• [THE EXERCISE] Please quote everything from the start of the data down to the line containing "[0,1,468,310]", both ends included, word for word. Leave the pictures out of your answer.

%%

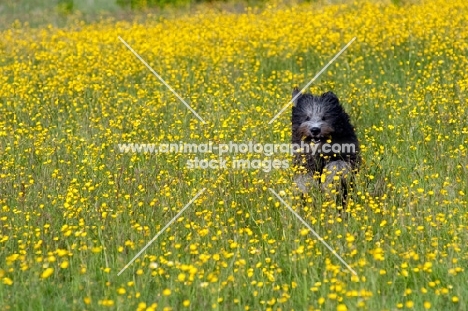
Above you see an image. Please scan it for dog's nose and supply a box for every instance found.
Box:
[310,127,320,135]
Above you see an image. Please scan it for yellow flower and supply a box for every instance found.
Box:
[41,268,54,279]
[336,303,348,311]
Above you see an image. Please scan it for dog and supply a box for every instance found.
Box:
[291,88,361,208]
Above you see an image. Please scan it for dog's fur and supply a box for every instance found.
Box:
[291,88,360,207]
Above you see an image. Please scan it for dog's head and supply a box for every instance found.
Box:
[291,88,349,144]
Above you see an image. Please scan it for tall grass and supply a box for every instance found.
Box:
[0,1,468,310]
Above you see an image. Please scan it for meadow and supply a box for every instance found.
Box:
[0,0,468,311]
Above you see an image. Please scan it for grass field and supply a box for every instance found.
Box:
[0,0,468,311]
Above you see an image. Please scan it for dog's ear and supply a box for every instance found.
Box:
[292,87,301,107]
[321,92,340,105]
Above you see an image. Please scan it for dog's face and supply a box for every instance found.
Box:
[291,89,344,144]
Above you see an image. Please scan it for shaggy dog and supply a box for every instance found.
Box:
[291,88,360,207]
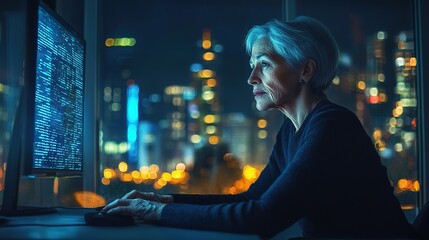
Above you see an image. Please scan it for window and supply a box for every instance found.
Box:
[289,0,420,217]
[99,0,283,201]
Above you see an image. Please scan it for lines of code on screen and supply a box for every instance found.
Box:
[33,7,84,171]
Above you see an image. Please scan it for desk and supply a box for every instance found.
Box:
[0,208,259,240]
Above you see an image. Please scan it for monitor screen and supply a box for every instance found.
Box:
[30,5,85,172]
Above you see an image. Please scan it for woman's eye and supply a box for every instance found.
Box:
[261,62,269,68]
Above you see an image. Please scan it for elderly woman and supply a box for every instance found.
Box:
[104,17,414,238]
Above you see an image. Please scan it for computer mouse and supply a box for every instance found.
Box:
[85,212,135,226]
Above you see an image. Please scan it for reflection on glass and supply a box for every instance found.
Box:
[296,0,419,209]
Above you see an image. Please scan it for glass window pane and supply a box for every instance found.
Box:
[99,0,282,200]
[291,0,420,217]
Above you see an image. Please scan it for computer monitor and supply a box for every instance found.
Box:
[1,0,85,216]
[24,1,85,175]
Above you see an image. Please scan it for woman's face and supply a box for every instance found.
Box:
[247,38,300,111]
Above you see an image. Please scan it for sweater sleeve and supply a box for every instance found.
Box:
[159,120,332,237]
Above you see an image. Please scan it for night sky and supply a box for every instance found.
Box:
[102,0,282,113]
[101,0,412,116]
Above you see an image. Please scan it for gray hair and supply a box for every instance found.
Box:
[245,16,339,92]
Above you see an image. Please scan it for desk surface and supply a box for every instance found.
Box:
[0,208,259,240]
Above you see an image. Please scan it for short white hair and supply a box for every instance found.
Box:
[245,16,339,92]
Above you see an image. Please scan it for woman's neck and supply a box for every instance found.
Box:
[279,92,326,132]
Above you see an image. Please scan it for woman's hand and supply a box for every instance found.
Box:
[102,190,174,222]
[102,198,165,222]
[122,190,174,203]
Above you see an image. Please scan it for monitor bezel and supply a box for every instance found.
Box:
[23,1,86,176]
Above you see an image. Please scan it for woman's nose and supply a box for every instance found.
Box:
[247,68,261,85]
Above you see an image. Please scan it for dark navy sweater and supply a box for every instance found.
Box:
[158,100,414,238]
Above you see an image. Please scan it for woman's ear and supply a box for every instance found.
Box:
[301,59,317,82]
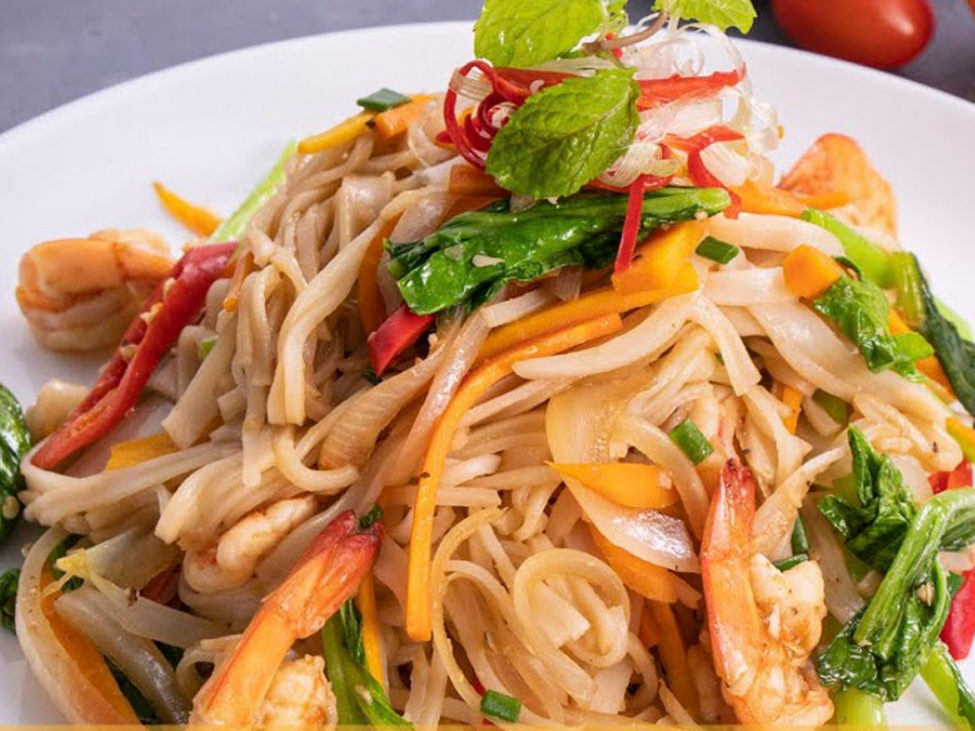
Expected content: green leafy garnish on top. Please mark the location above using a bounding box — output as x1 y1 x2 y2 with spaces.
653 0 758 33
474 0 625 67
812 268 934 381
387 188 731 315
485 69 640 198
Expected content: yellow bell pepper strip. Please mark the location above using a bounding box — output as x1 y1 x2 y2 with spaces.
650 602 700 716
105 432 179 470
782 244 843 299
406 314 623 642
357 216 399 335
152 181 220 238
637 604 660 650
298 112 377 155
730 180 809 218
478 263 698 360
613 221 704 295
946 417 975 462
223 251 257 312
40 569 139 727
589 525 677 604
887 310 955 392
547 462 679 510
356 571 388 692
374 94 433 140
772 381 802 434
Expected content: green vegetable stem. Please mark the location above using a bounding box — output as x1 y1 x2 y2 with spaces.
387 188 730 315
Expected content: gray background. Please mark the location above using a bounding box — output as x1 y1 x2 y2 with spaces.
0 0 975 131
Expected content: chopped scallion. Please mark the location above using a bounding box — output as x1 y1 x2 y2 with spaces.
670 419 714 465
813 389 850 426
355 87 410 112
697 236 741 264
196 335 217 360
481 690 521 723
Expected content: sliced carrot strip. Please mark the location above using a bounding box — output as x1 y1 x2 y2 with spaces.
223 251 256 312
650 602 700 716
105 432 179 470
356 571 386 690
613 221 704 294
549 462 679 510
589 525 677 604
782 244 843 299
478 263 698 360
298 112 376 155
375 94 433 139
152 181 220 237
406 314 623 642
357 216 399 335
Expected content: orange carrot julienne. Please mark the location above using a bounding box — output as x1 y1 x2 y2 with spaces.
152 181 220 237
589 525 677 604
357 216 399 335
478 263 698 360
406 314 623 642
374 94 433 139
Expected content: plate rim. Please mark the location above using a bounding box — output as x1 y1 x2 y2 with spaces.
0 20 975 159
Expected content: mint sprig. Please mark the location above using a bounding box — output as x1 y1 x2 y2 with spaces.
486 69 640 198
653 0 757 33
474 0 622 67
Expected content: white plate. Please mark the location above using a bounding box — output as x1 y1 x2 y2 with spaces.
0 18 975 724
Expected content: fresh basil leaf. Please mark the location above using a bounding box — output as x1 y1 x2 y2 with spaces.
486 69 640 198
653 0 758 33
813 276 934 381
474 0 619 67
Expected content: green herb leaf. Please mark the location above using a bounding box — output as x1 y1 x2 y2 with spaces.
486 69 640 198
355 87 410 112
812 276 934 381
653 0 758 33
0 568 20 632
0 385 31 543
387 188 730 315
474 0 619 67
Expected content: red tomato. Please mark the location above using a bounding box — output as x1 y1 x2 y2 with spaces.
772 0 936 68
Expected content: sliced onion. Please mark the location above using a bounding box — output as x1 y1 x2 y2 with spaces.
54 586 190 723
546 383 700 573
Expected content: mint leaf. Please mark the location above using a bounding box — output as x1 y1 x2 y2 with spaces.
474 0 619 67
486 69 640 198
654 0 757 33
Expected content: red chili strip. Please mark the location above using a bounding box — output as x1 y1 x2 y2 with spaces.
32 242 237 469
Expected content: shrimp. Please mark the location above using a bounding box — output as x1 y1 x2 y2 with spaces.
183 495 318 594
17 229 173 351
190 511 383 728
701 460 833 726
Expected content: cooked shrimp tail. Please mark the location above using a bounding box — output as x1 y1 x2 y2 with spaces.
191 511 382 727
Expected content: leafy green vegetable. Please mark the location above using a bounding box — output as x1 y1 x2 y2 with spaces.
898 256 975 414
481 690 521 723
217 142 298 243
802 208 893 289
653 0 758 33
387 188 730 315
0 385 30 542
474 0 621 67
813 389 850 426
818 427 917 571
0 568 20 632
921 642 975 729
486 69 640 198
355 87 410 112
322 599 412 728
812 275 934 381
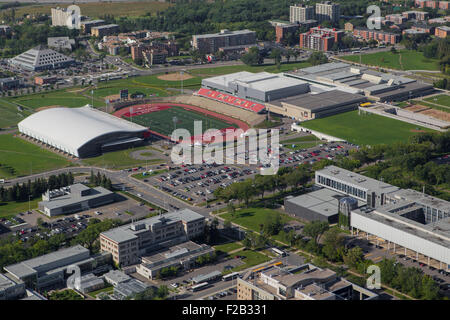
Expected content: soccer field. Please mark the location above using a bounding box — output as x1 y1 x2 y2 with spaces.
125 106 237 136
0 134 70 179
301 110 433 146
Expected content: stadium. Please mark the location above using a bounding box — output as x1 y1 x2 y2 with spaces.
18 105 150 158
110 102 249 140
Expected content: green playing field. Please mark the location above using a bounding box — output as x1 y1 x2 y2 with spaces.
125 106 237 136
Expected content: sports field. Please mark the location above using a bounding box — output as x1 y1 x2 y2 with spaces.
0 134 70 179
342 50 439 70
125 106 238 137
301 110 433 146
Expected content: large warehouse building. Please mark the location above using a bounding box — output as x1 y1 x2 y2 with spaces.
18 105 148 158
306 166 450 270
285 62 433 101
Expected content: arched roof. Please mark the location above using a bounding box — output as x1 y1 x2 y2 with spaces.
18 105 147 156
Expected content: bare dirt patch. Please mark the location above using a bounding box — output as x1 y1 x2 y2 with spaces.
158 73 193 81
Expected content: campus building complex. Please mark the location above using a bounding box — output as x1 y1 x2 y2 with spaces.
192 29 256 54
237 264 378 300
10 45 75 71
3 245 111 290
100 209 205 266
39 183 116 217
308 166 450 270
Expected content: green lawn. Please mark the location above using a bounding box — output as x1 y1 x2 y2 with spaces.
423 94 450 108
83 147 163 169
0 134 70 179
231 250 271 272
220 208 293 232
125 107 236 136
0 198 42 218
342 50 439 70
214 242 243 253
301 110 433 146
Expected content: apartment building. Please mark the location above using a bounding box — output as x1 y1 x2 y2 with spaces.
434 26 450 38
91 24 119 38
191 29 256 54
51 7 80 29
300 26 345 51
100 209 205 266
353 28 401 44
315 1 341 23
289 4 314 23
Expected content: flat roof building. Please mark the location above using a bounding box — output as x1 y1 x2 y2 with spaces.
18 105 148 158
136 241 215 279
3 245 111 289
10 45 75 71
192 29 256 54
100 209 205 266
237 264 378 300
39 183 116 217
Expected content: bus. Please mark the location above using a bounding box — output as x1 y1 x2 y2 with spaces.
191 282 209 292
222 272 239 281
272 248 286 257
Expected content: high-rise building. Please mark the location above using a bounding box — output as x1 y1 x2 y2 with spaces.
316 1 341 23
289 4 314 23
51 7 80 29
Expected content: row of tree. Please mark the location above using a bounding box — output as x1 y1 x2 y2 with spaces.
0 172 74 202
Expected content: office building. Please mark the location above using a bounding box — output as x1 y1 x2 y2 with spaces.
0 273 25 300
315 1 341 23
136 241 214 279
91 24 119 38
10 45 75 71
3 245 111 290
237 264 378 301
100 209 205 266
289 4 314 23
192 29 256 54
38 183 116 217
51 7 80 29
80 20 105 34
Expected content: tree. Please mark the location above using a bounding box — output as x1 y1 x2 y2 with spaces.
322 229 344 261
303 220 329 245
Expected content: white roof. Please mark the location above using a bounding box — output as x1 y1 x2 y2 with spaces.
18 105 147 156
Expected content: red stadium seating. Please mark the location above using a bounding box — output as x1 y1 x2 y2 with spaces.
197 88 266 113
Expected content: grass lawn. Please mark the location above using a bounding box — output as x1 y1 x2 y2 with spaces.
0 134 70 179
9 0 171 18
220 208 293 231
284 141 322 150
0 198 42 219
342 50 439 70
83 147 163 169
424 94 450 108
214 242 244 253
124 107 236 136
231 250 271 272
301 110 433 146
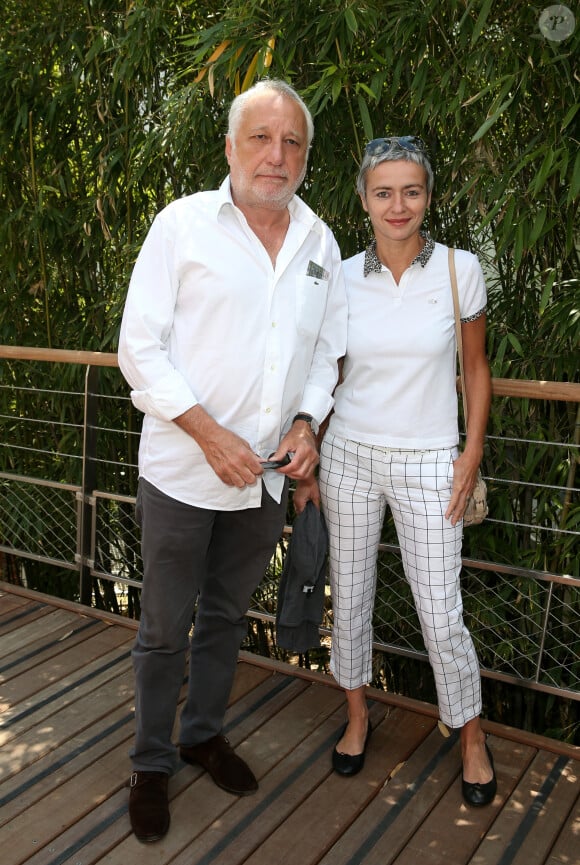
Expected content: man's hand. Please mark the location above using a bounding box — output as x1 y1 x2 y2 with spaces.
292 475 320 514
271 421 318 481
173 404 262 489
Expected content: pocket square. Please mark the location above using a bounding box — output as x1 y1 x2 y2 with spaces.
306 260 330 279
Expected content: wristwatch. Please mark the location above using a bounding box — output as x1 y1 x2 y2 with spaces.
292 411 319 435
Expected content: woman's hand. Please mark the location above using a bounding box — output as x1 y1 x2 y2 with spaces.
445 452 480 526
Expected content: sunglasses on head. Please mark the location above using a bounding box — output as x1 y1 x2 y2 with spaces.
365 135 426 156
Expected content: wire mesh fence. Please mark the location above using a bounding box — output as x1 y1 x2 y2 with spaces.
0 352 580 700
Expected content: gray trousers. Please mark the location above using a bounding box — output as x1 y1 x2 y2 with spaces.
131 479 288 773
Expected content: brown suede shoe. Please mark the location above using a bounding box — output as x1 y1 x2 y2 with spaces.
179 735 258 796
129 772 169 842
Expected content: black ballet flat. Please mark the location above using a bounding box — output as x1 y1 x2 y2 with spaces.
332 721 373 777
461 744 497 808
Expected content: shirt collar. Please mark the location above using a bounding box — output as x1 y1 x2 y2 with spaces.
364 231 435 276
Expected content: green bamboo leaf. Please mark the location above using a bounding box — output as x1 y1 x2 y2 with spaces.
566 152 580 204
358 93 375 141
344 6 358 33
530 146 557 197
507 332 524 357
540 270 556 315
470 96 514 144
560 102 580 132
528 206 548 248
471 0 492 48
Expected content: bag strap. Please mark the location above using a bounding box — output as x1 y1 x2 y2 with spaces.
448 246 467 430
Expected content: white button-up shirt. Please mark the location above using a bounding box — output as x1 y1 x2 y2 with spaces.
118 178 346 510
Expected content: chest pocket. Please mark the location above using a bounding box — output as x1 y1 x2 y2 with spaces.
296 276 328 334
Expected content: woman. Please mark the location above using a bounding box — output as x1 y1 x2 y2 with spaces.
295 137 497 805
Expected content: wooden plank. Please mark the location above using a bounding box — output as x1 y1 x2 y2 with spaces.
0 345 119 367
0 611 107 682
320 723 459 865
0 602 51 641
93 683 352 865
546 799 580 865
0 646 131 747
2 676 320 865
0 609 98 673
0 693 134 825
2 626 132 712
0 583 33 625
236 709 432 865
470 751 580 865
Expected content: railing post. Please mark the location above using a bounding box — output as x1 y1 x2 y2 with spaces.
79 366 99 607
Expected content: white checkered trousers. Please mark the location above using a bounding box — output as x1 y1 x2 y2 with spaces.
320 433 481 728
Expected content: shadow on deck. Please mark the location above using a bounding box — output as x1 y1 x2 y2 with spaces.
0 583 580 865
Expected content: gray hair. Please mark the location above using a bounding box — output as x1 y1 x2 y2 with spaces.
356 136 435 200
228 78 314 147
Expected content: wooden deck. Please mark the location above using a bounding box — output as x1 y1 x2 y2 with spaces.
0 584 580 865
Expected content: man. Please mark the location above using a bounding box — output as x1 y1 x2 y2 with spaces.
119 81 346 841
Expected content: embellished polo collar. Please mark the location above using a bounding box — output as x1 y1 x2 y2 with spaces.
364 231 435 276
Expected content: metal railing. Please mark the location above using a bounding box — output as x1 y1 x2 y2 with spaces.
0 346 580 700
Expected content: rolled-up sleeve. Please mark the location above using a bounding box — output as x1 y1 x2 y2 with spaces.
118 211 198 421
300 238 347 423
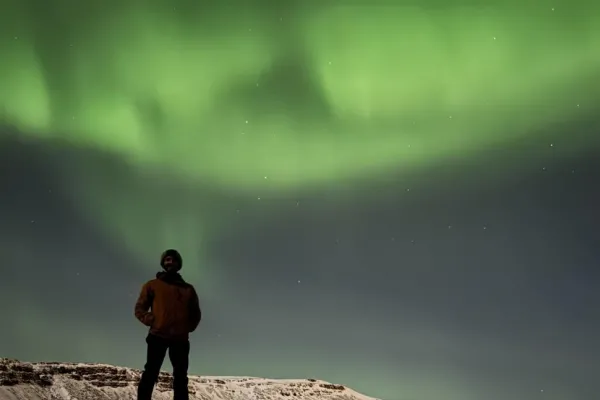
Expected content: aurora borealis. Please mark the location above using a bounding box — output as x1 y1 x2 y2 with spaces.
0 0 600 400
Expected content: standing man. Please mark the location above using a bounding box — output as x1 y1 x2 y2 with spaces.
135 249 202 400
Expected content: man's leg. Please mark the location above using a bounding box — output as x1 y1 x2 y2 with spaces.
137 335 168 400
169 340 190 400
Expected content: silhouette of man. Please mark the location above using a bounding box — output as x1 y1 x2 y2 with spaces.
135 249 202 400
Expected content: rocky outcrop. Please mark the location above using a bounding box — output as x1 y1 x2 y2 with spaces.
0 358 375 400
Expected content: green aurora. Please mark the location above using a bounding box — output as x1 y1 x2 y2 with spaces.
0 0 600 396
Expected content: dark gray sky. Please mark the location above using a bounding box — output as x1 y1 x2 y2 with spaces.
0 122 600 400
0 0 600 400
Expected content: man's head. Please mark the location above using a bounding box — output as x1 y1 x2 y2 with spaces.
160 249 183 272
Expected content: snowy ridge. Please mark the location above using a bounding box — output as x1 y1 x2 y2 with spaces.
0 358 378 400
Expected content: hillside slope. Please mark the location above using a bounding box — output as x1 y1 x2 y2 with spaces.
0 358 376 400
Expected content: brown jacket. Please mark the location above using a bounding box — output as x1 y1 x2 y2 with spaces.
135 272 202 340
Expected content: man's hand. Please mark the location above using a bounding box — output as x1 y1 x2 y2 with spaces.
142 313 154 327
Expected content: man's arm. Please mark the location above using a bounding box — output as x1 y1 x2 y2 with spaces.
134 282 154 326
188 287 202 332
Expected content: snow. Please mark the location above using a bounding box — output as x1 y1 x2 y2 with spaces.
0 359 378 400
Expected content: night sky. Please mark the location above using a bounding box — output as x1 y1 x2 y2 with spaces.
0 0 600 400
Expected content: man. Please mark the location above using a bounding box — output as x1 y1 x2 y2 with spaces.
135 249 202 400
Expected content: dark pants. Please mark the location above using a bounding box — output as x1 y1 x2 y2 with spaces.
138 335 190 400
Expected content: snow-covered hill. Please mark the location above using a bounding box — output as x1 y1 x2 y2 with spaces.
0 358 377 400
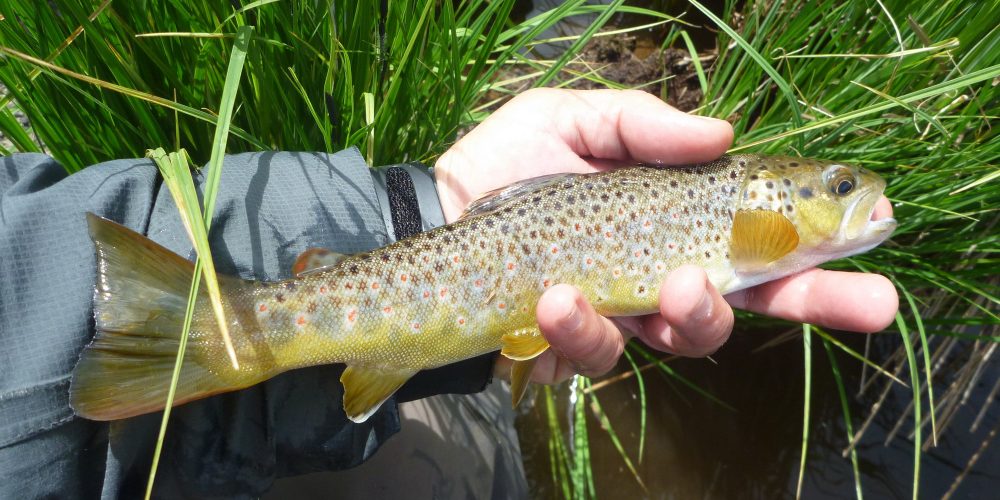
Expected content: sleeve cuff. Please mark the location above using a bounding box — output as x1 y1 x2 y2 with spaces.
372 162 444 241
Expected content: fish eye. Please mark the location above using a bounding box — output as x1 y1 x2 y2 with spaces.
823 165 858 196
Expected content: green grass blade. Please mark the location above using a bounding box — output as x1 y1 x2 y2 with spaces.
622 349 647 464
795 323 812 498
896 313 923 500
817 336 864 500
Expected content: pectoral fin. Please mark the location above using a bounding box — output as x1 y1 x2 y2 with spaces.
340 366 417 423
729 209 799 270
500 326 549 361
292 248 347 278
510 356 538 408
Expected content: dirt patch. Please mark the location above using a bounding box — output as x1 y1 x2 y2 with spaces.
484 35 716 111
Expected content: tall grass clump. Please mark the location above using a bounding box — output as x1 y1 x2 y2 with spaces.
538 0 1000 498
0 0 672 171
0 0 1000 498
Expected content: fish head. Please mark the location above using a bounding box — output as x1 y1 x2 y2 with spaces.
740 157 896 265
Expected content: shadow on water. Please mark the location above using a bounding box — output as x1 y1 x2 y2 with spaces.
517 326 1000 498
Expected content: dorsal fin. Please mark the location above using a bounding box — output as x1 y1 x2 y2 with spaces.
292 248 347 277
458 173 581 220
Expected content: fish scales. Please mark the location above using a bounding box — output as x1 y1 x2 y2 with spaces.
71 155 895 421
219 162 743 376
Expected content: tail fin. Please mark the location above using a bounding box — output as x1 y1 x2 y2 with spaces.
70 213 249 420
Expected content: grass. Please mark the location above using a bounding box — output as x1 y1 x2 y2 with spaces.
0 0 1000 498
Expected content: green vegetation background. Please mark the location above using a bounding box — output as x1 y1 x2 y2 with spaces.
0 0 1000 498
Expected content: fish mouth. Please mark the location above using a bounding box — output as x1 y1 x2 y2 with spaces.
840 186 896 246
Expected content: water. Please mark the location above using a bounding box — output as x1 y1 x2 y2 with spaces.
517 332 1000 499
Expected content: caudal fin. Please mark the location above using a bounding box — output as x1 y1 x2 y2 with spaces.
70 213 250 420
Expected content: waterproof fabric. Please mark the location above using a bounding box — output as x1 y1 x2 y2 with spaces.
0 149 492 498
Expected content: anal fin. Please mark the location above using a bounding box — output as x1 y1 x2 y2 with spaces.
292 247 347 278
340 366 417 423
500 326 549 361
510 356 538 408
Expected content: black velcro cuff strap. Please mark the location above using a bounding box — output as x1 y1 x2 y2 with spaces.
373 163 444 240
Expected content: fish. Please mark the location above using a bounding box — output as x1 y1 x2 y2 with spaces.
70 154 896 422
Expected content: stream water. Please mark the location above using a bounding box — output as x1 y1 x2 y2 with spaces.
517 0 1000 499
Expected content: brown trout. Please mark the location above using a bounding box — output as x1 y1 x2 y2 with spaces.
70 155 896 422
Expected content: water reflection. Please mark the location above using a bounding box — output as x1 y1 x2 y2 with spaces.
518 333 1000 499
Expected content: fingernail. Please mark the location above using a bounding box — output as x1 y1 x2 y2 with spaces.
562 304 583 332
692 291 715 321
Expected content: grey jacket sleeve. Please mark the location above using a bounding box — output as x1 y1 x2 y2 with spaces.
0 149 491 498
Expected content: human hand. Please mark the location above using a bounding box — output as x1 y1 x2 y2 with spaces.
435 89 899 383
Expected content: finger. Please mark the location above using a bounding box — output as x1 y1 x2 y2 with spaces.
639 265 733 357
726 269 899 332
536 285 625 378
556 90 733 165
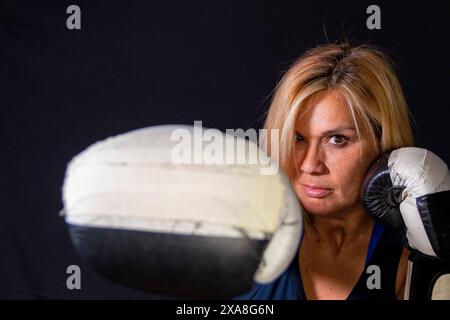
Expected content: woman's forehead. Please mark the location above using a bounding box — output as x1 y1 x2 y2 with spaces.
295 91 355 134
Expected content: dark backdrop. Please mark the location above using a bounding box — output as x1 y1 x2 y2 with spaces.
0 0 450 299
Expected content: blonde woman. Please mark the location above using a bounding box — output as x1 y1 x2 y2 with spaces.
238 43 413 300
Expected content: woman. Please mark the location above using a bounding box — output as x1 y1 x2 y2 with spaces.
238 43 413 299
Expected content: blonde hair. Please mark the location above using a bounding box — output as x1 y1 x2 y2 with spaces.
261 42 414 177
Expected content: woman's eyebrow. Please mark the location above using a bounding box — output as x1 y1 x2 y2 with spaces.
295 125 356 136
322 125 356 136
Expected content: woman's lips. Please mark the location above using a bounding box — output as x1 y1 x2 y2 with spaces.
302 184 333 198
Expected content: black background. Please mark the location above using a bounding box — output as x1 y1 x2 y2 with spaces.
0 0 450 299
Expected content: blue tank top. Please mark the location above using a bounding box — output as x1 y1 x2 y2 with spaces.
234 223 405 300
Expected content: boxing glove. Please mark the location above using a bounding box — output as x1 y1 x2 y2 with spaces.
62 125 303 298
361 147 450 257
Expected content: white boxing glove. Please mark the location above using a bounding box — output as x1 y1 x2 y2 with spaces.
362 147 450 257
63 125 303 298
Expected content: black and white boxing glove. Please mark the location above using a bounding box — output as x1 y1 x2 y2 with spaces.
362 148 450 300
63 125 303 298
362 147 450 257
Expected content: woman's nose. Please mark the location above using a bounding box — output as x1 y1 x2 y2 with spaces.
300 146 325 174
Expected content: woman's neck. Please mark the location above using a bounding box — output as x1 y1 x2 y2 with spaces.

%%

• [ANSWER TO THIS PROBLEM]
Above you see an image. Please scan it for dog's nose and supply a box for every instance found.
Box:
[310,127,320,135]
Above you see an image. Please scan it for yellow flower and supply a box for every instance found.
Box:
[41,268,54,279]
[336,303,348,311]
Above you see an image. Please scan it for dog and supply a box for every instance found.
Box:
[291,88,361,208]
Above you see an image. Please scan it for dog's fur and supply a box for every instance found.
Box:
[291,88,360,207]
Above you see an image. Please scan it for dog's head and supply a box for every instance found.
Box:
[291,88,349,144]
Above you see an image. Please scan it for tall grass and supply a box for every instance found.
Box:
[0,1,468,310]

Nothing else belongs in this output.